**Aim**
Could you quote the data verbatim, starting at its very beginning and ending with the line that contains "228), (10, 228)]]", including that line?

----

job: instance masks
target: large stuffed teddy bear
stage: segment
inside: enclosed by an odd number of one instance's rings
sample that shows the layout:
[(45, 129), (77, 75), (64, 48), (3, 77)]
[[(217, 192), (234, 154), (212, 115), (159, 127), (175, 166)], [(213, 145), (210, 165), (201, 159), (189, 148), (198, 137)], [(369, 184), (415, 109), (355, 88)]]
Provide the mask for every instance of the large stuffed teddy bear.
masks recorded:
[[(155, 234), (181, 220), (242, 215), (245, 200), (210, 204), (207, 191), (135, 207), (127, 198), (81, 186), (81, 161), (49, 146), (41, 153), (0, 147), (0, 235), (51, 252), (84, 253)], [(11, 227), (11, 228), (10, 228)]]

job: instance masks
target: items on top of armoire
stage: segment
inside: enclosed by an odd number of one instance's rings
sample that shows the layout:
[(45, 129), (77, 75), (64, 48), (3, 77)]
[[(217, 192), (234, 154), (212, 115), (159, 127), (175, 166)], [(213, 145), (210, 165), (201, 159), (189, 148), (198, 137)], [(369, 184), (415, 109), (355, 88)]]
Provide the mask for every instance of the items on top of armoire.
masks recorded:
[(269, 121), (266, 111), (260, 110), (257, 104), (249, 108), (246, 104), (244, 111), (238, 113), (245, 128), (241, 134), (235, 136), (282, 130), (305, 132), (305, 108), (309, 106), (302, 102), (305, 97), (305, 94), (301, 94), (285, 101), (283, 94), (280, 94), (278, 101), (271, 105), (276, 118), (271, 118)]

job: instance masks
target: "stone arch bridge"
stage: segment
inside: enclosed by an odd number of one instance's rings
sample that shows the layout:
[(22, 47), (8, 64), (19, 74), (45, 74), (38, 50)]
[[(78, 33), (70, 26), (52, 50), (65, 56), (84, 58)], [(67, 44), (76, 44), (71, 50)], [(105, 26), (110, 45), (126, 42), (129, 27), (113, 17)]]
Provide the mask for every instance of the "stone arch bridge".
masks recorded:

----

**Result**
job: instance masks
target: large stuffed teddy bear
stage: segment
inside: enclosed by an odd number of one instance's rings
sample that shows the layout:
[(45, 129), (77, 75), (64, 48), (3, 77)]
[[(217, 192), (234, 154), (212, 115), (159, 127), (175, 166)], [(213, 145), (210, 165), (201, 159), (189, 148), (198, 137)], [(369, 184), (415, 109), (355, 88)]]
Provide the mask for every instance of the large stuffed teddy bear.
masks recorded:
[[(155, 234), (181, 220), (242, 215), (245, 200), (210, 204), (207, 191), (135, 207), (127, 198), (81, 186), (81, 161), (49, 146), (41, 153), (0, 147), (0, 235), (51, 252), (84, 253)], [(11, 227), (11, 228), (10, 228)]]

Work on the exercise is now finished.